[USING THE INFORMATION]:
1. In the plasma display panel text, where are the pair of sustain electrodes 12A and 12B formed?
2. Reproduce everything in the plasma display panel text from "2. Description of" down to "lower substrate 18.", word for word.

1. Field of the Invention
The present invention relates to a plasma display panel, and more particularly, to a method for resetting a plasma display panel which can improve contrast, and apparatus thereof.
2. Description of the Background Art
Recently, a plasma display panel (hereinafter, referred to as “PDP”) that can be easily fabricated as a large-scale panel has attracted public attention as a flat panel display device. The PDP is adapted to display an image by controlling a gas discharge period of each of pixels according to digital video data. FIG. 1 is a perspective view showing the structure of a discharge cell in a conventional plasma display panel. A representative PDP is one having a three-electrode and driven as an AC voltage, as shown in FIG. 1.
A discharge cell of an AC type PDP shown in FIG. 1 includes a pair of sustain electrodes 12A and 12B formed on the bottom of an upper substrate 10, and a data electrodes 20 formed on the top of a lower substrate 18.

[DATA LISTING]:
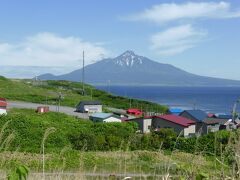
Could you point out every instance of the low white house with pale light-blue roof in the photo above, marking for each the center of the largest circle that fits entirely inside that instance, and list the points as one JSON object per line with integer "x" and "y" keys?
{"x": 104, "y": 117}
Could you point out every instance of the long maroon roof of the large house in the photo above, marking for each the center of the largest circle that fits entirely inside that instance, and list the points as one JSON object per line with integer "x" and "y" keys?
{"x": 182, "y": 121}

==

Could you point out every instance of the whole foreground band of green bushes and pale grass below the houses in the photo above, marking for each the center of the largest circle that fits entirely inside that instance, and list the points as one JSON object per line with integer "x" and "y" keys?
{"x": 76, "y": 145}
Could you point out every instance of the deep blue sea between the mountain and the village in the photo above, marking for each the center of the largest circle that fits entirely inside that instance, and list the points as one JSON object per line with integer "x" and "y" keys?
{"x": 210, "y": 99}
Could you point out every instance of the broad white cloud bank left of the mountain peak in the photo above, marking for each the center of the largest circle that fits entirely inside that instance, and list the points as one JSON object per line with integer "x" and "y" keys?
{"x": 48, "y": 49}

[SOLUTIONS IN ORDER]:
1. On the bottom of an upper substrate 10.

2.
2. Description of the Background Art
Recently, a plasma display panel (hereinafter, referred to as “PDP”) that can be easily fabricated as a large-scale panel has attracted public attention as a flat panel display device. The PDP is adapted to display an image by controlling a gas discharge period of each of pixels according to digital video data. FIG. 1 is a perspective view showing the structure of a discharge cell in a conventional plasma display panel. A representative PDP is one having a three-electrode and driven as an AC voltage, as shown in FIG. 1.
A discharge cell of an AC type PDP shown in FIG. 1 includes a pair of sustain electrodes 12A and 12B formed on the bottom of an upper substrate 10, and a data electrodes 20 formed on the top of a lower substrate 18.